TASK DIRECTIONS:
Every record must be repeated precisely as it stands.
***
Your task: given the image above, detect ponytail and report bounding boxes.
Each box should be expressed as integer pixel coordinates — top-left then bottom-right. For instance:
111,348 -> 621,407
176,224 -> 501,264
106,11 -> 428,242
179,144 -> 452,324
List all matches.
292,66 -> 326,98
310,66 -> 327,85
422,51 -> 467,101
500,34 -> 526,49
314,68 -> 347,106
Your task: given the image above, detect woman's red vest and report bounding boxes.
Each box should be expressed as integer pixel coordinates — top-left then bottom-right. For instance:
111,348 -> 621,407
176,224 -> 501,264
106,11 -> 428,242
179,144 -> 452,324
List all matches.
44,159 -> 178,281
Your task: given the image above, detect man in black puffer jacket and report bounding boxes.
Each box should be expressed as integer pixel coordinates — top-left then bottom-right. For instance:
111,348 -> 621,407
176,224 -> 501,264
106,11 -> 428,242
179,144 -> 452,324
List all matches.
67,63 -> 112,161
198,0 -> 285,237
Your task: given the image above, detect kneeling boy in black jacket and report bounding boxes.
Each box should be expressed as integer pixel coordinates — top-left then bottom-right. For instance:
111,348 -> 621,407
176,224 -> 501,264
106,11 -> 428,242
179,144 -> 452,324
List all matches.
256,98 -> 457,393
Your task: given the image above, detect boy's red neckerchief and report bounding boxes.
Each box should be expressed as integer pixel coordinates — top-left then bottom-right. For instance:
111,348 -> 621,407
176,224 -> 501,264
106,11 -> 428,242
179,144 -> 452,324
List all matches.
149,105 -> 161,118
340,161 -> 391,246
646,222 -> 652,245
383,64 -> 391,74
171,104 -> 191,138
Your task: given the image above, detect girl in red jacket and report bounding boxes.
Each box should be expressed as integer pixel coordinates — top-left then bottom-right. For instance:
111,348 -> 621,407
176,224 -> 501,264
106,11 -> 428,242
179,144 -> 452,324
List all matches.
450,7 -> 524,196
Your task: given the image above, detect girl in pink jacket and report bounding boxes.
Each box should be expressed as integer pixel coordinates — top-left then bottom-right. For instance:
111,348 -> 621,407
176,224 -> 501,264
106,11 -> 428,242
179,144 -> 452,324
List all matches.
***
FINISHED EXERCISE:
Your task: given the image above, detect ponytail and report bounding boxes.
Each box should be expressed as integer pixel coordinates — top-left then bottom-right. For instance:
111,348 -> 621,407
176,224 -> 501,264
106,11 -> 428,242
179,144 -> 452,324
List all matches.
292,66 -> 326,98
310,66 -> 327,85
422,51 -> 467,101
500,34 -> 526,49
314,68 -> 347,106
Your task: given the image above, detect woman's red vest and report bounding boxes.
Each box should be expressed as integer pixel coordinates — top-left then bottom-right. For instance:
111,348 -> 621,407
176,224 -> 501,264
106,11 -> 428,242
179,144 -> 452,324
List all matches.
44,159 -> 178,281
Your task: given the image above, detect man in black puffer jacket and report bounding boxes.
Each box should be expressed as integer pixel coordinates — top-left then bottom-right. For instance:
111,348 -> 621,407
176,224 -> 501,264
106,11 -> 428,242
179,144 -> 452,324
List all matches.
67,63 -> 112,161
198,0 -> 285,237
Your task: given the image above, detect kneeling boy in black jacket and report bounding boxes.
Each box should be expressed as integer pixel coordinates — top-left then bottom-right. For instance:
111,348 -> 621,407
176,224 -> 501,264
106,11 -> 428,242
179,144 -> 452,324
List all matches.
256,98 -> 457,393
Your task: given the image above, detect boy's red neckerchief and report bounding boxes.
Each box should be expressed as integer pixel coordinates — top-left then bottom-right. For instance:
111,348 -> 621,407
176,224 -> 501,264
106,11 -> 428,242
179,144 -> 452,324
List all matches.
149,105 -> 161,118
340,161 -> 391,246
646,222 -> 652,245
383,64 -> 391,74
171,104 -> 191,138
Your task: given the image above, detect girl in red jacket and report bounding boxes.
Each box should be expressed as integer pixel coordinates — top-left then bottom-right. For instance:
111,348 -> 621,407
176,224 -> 501,264
106,11 -> 428,242
179,144 -> 452,324
List all matches.
450,7 -> 524,196
Your task: given the image above, detect girl in pink jacket and report bounding boxes.
Each box should be expressed as integer pixel coordinates — top-left then bottom-right. For instance:
111,348 -> 621,407
176,224 -> 501,264
106,11 -> 428,242
179,144 -> 452,324
List all matches.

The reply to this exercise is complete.